Task to carry out: On the basis of the records below, report how many lines contain the word "form". Nothing else should be given.

Exercise data:
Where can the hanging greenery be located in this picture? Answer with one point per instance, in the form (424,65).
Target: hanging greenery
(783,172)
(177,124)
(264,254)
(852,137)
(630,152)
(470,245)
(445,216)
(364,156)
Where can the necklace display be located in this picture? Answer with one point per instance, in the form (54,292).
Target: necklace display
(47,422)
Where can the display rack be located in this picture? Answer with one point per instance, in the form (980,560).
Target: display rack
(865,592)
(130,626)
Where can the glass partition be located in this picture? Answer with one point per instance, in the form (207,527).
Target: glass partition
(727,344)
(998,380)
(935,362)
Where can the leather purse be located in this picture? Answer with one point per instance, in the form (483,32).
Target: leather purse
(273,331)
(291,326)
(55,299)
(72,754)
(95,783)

Answer for the task: 5